■ Excerpt provided ■

-*-

Tower’s radiation levels worry Campbell River city councillor

Below is an interesting story about a proposed Telus tower in Campbell River. It is AMC’s opinion that if a cell antenna contract is properly structured, a cell antenna tower can be benefit to a neighbourhood.

The residents of Campbell River should demand that the city reject Telus’s ‘template’ antenna contract and insist on a properly structured agreement that contains provisions that require Telus pay for independent engineers to measure the RF levels of the cell tower and certify that the cell tower falls within the guidelines for public access.

Citizens should demand that the tower be tested each time they see the antennas on the tower being changed or added to, the direction that the antennas are pointed being changed, or other items such as RRUs being added to the tower.  Having a This is a basic requirement of the Telus antenna license with Industry Canada.

It is critical that the city of Campbell River not agree to a 20 year contract under Telus’s ‘template’ agreement terms.  Telus and Medallion Land Services may claim that they never deviate from the standard Telus contract, but AMC can provide many examples where the property owners and municipalities stood firm and refused to crumble under pressure and ended up with far better contracts and rates.  Telus and Medallion Land Services will frequently make threats but it is important to consider what the true costs of a potentially unsafe cell antennas as well as the loss of revenue sharing. Cell companies make billions.

If you have been approached by Telus, or by Art Shannon or Brent Shannon of Medallion Land Services and they claim that Telus never deviates from their standard template contract, contact AMC for some examples of Telus contracts that protected the long term interests of the property owners – not Telus.  We can also provide rate comparables and other information to help property owners and managers make an informed decision about whether they wish to enter into a 20 year relationship with these organizations.

It is interesting that one major cell carrier has quietly dropped insurance coverage for antenna radiation injuries.

Telus wants to improve cellphone service around Willow Point but one councillor is concerned the equipment needed could pose a cancer risk to the community.

Telus made a presentation to city council Tuesday night, proposing to put up a cell phone tower in Willow Point Park, near the baseball field off of Parkway Road.

“Telus is proposing to build a 30-metre mono pole at Willow Point park adjacent to the Sportsplex, in an area where the current cellular coverage is very poor – we get a lot of complaints,” said Brent Shannon, of Medallion Land Services on behalf of Telus. “The feedback is that it will be an improvement to the area.”

City staff, working with Telus, recommended the phone company install its free-standing tower off the side of the baseball diamond and the all-weather field, adjacent to the treed area near the back nine of the disc golf course.

That set off alarm bells for Coun. Larry Samson.

“I think this is the wrong site,” Samson said. “The last thing I think we want to do, with the uncertainty around radiation levels, is put a tower site in our parks so the city can collect a certain amount of revenue. I think we have to be very careful. There’s been studies done for the last decade and longer on the harmful effects of radiation that have been affiliated with or linked to these cell towers. To put it in our parks is just wrong.”

According to the Canadian Cancer Society, the World Health Organization organized a workshop in 2005 on cell phone towers and wireless networks to review health risks associated with radiofrequency energy. According to the Cancer Society’s website, it determined “that current evidence doesn’t show any short-term or long-term health effects from the signals produced by cell phone towers. However, ongoing research is still looking at the relationship between cancer and radiofrequency exposure from all sources.”

-*-

■ Dataset records ■

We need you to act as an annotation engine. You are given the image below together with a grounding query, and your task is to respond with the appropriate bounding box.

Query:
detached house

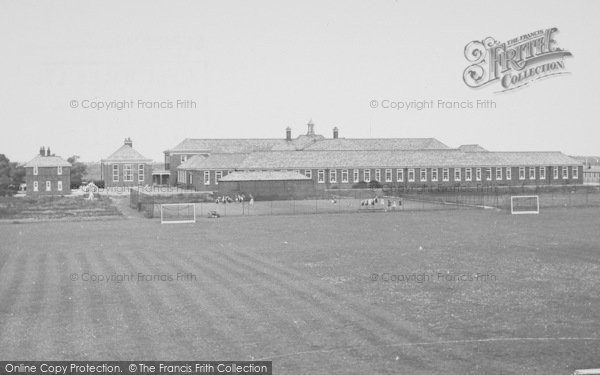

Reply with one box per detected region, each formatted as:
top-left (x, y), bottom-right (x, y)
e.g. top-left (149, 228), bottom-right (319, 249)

top-left (24, 147), bottom-right (71, 197)
top-left (100, 138), bottom-right (152, 187)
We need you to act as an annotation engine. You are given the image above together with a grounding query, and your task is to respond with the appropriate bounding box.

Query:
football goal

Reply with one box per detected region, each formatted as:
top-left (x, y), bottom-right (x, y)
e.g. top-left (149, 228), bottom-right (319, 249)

top-left (510, 195), bottom-right (540, 215)
top-left (160, 203), bottom-right (196, 224)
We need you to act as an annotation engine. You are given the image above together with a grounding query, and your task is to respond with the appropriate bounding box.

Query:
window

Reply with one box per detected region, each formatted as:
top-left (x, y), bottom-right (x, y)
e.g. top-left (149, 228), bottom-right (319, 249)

top-left (396, 168), bottom-right (404, 182)
top-left (385, 169), bottom-right (392, 182)
top-left (442, 168), bottom-right (450, 181)
top-left (123, 164), bottom-right (133, 181)
top-left (485, 167), bottom-right (492, 181)
top-left (113, 164), bottom-right (119, 182)
top-left (363, 169), bottom-right (371, 182)
top-left (454, 168), bottom-right (461, 181)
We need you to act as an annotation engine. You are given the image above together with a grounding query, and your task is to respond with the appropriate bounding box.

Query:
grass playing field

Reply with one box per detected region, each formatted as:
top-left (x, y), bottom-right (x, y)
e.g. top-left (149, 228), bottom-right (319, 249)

top-left (0, 208), bottom-right (600, 374)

-*-

■ What you will do ■
1 – Name every person the Willow Point tower article mentions by name.
2 – Reproduce the Willow Point tower article word for word from "Tower’s radiation levels" to "for public access.".
The rows have nothing to do with what is asked here.

■ Answers by item ■
1 –
Art Shannon
Brent Shannon
Larry Samson

2 –
Tower’s radiation levels worry Campbell River city councillor

Below is an interesting story about a proposed Telus tower in Campbell River. It is AMC’s opinion that if a cell antenna contract is properly structured, a cell antenna tower can be benefit to a neighbourhood.

The residents of Campbell River should demand that the city reject Telus’s ‘template’ antenna contract and insist on a properly structured agreement that contains provisions that require Telus pay for independent engineers to measure the RF levels of the cell tower and certify that the cell tower falls within the guidelines for public access.